* Data for the task
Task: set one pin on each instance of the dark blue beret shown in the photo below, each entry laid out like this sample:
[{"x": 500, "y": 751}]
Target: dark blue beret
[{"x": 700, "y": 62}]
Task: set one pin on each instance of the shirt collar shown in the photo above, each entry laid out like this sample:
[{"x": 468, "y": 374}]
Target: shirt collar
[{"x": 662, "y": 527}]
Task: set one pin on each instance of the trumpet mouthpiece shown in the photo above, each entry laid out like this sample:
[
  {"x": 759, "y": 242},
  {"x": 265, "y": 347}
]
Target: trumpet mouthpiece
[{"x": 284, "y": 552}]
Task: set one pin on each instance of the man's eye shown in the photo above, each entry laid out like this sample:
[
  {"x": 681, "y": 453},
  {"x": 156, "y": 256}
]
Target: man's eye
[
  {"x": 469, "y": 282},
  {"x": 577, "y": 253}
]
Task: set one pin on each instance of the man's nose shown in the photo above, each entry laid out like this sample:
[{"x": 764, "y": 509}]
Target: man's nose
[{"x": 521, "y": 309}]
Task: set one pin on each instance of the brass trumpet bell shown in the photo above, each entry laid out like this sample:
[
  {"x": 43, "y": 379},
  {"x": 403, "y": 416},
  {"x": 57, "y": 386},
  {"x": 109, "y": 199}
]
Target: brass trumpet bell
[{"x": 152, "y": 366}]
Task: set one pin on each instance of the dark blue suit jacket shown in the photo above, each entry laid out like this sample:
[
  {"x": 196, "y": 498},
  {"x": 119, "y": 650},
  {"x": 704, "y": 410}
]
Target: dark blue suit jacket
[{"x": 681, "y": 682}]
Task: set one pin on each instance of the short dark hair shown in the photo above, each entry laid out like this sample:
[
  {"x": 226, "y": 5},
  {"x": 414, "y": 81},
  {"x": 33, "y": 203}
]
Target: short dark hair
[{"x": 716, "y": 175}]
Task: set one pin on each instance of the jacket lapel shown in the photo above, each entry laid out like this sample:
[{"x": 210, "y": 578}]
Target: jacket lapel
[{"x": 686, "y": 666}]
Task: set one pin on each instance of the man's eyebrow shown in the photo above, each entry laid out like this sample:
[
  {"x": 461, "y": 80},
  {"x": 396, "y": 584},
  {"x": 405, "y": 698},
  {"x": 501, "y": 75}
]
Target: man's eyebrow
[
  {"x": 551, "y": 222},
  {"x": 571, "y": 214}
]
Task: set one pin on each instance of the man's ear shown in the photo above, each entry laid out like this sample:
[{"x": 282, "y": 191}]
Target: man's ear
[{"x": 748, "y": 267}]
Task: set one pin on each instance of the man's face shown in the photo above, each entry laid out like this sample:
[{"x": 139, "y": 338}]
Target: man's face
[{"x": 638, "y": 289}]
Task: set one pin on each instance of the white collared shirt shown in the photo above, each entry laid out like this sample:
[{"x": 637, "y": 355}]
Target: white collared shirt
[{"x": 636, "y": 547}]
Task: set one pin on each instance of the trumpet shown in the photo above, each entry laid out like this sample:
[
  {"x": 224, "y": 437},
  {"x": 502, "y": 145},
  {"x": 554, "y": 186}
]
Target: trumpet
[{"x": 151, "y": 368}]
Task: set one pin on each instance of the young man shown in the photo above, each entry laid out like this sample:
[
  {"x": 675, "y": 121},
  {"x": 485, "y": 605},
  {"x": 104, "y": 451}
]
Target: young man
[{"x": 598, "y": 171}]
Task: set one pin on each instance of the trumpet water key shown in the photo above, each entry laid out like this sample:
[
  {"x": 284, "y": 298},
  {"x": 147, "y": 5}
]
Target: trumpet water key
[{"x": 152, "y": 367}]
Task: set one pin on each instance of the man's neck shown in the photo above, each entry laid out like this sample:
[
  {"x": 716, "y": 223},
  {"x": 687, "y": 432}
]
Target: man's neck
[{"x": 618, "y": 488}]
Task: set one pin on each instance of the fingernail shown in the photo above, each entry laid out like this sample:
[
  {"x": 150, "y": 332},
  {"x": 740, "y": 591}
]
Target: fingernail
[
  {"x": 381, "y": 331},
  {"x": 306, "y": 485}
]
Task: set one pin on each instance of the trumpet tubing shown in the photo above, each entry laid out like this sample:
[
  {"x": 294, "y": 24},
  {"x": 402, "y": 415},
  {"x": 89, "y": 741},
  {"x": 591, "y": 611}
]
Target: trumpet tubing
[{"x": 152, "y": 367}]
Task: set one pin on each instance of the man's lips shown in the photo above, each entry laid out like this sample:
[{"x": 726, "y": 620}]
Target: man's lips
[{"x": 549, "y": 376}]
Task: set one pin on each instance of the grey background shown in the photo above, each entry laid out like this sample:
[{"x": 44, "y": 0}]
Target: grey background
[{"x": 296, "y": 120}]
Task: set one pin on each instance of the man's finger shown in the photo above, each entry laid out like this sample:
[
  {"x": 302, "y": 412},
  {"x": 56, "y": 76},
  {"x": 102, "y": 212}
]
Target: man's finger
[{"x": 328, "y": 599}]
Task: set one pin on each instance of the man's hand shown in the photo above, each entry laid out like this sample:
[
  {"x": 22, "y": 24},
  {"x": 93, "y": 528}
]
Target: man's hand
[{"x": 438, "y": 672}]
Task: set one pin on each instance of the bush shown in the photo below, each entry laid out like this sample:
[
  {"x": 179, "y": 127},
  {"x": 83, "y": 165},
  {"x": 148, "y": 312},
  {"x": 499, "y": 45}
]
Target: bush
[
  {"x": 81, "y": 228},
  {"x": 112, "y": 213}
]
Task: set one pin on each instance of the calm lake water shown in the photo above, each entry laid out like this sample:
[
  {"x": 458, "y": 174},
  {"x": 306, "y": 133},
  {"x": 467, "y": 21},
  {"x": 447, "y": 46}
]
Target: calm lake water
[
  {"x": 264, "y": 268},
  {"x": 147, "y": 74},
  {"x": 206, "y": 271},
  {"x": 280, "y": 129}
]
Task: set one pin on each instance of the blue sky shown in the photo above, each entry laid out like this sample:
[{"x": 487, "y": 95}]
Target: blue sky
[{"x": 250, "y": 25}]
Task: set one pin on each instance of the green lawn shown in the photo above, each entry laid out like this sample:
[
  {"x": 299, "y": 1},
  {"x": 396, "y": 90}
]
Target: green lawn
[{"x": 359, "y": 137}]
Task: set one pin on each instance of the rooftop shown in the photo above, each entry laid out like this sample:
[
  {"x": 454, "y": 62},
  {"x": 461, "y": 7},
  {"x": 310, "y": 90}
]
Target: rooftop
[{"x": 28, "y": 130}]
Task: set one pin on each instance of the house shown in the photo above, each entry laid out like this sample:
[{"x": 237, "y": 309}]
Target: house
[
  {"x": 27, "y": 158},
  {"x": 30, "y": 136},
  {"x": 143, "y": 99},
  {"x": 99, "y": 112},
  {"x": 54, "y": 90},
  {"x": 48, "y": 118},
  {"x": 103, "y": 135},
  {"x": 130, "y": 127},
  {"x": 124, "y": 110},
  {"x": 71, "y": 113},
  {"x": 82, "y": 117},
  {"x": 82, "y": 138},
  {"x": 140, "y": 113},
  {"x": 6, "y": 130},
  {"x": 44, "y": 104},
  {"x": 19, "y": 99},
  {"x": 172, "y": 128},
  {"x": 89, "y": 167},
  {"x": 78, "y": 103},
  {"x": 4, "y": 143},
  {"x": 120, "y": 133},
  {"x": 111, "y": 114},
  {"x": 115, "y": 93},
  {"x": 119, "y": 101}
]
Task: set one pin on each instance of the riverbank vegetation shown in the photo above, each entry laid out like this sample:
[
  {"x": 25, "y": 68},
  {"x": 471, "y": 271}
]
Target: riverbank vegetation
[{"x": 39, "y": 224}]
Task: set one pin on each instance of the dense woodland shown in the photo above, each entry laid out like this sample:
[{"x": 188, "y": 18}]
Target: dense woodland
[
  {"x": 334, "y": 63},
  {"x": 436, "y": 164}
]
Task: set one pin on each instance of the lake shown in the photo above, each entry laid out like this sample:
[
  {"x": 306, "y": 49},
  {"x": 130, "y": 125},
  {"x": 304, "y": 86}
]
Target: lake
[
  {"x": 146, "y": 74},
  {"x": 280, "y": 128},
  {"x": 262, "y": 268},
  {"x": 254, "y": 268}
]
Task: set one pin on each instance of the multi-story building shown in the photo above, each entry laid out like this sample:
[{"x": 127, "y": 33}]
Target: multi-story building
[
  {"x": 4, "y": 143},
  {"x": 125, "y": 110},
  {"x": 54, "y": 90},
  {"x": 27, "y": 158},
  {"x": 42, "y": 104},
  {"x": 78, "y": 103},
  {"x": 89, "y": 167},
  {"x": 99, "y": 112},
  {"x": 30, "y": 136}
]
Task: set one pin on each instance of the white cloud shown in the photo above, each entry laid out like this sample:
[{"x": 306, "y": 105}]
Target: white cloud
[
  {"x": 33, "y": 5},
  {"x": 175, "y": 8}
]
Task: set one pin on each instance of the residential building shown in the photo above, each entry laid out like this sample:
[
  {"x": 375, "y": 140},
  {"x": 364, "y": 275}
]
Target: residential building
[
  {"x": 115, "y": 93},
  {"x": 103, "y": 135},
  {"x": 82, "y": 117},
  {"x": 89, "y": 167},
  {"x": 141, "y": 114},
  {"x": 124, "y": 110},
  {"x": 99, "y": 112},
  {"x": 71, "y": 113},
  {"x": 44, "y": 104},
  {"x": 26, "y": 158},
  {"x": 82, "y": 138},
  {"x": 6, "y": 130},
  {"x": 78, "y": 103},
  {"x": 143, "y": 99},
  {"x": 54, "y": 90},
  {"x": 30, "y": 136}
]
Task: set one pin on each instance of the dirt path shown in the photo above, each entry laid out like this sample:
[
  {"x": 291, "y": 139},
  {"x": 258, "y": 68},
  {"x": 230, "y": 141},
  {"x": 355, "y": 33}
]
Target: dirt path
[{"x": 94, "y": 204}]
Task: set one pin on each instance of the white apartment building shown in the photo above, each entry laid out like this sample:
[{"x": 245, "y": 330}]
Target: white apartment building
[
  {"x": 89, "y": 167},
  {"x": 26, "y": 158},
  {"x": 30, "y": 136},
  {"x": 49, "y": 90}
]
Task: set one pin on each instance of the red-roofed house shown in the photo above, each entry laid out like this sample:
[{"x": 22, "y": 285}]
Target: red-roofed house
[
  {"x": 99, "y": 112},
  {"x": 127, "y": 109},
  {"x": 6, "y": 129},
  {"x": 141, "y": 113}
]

* Problem
Go through the listing and copy each line that includes the string "below".

* Task solution
Task: set one pin on each instance of the dark blue beret shown in the photo below, each entry laid out like this sample:
Task: set one pin on each instance of the bush shown in the photo below, each entry laid out like this sample:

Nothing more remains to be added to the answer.